Directive -> Write out the listing below from the line containing "Category: hydrangea bush" to its last line, unaltered, ends included.

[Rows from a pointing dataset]
►

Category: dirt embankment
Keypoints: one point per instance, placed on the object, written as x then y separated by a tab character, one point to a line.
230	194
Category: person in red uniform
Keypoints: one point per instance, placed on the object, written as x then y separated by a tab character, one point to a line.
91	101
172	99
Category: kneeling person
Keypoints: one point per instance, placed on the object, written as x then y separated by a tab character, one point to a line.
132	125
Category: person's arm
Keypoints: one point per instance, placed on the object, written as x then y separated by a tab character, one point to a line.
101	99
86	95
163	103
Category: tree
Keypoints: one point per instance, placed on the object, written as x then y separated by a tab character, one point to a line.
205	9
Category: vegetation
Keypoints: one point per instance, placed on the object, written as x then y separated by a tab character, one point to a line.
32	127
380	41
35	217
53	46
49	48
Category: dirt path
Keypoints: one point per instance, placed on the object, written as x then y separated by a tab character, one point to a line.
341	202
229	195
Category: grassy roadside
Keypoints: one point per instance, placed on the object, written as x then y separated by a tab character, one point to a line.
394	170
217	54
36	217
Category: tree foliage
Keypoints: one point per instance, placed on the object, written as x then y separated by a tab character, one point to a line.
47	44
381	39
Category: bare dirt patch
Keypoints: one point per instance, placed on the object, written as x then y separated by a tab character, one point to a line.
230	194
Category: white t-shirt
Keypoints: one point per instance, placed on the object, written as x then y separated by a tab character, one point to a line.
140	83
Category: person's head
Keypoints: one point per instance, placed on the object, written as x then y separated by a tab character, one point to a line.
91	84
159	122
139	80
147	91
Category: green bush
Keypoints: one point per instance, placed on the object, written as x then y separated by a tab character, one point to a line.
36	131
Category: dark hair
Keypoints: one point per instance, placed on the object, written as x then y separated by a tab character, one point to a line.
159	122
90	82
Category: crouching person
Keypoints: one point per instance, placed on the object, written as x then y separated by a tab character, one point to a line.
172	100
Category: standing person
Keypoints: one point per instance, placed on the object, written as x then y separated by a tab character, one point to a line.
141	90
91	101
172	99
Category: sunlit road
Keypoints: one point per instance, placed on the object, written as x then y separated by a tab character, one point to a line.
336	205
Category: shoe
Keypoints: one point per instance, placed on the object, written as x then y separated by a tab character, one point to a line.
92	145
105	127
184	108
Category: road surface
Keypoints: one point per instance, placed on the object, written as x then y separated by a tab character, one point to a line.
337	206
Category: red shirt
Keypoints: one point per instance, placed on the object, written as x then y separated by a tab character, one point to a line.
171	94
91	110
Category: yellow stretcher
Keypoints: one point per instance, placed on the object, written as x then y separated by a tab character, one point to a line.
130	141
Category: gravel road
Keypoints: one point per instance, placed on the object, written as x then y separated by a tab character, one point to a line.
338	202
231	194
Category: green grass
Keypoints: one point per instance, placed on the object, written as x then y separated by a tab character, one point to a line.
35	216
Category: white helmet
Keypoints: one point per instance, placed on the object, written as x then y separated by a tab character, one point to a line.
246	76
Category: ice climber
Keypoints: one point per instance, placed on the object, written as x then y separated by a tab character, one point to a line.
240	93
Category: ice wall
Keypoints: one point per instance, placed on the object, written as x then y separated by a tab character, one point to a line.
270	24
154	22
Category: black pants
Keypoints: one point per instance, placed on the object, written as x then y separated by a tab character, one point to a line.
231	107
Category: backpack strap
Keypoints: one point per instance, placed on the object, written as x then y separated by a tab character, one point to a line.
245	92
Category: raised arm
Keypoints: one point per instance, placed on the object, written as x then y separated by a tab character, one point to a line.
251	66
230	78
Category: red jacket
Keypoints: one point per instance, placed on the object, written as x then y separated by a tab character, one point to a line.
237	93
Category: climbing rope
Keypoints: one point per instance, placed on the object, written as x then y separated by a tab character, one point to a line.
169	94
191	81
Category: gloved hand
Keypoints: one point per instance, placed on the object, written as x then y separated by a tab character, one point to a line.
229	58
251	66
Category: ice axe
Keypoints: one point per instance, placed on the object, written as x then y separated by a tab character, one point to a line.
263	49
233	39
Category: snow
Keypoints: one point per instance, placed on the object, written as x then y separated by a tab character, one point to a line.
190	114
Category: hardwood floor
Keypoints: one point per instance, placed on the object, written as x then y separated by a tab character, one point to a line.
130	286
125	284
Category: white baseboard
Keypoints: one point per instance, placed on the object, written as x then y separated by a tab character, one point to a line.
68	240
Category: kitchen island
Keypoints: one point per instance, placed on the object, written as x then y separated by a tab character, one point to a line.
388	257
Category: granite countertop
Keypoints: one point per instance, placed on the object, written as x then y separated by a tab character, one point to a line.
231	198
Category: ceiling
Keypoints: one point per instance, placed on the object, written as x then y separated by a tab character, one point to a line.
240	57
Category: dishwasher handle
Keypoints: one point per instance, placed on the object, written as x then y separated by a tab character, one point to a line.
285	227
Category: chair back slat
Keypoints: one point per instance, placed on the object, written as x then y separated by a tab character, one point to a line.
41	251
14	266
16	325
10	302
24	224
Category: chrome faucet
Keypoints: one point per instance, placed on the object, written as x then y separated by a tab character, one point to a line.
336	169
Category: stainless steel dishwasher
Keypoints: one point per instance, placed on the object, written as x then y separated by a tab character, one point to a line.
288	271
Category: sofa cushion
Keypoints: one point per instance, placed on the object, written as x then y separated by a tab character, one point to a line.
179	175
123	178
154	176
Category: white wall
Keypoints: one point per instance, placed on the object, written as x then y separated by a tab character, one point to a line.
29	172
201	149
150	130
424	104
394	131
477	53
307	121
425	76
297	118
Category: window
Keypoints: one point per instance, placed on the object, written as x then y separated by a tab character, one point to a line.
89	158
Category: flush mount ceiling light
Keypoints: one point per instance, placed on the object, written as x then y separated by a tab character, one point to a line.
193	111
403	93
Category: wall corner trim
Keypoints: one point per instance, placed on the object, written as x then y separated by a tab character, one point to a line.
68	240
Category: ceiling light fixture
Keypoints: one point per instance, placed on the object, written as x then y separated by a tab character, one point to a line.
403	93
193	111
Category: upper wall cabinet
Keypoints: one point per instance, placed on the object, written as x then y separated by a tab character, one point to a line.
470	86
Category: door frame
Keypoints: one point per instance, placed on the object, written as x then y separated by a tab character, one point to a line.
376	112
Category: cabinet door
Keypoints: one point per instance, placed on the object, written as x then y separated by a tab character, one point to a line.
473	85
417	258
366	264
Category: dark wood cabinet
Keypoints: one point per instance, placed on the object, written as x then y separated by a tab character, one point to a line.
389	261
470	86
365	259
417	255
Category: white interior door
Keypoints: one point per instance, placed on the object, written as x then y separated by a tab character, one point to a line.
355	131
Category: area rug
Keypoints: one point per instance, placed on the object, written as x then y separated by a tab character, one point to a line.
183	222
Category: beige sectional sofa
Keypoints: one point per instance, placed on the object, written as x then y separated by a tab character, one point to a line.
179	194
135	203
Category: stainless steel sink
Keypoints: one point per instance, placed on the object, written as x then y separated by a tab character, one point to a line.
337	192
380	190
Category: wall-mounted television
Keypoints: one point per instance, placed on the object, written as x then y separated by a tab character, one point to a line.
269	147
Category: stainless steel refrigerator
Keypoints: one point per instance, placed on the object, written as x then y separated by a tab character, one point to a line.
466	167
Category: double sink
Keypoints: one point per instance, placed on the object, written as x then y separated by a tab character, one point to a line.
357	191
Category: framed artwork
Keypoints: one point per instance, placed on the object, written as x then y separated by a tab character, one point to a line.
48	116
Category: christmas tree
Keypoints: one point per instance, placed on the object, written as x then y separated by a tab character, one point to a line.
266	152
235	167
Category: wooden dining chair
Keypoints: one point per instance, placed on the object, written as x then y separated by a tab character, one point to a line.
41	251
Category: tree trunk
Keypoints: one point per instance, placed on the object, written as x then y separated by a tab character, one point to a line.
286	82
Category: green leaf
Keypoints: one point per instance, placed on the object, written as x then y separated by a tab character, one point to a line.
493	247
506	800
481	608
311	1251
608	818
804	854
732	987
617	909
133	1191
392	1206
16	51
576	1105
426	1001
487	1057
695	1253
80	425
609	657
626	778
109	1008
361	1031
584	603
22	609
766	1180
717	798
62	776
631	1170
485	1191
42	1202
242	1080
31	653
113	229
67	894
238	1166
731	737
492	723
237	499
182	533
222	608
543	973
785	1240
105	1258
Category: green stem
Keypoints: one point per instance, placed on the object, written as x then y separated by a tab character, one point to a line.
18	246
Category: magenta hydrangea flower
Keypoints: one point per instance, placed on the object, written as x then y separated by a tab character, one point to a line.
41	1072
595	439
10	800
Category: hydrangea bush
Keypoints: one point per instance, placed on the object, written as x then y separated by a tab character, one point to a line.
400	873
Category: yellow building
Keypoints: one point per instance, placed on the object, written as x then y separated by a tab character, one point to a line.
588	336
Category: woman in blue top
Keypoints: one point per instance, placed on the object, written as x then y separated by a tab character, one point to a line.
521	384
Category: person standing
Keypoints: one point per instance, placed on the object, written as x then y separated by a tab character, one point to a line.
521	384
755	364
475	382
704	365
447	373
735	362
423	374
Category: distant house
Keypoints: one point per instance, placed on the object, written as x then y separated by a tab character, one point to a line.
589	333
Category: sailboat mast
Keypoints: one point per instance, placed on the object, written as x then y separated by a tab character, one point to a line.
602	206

◄

Correct output ->
Category: hydrangea bush
Keypoints: one point per instance, placed on the object, written as x then y separated by a tab character, one point to a line.
400	873
Category: yellow building
Keypoints: one point per instance, placed on the object, written as x then y separated by a tab character, one point to a line.
588	336
Category: woman in blue top
Keypoints: one point per instance, placed on the object, written as x then y separated by a tab character, one point to a line.
521	384
Category: person standing
Keypoints: one point per instance, placed on the object, written as x then y separated by a tab character, one point to a line.
521	384
755	364
475	382
704	365
447	373
735	362
423	374
Category: distant house
Keypoints: one point per instance, placed on the object, written as x then y separated by a tab character, one point to a line.
589	333
Category: sailboat mast
Keypoints: one point per instance, placed on the object, written as x then y separated by a tab character, one point to a line.
602	206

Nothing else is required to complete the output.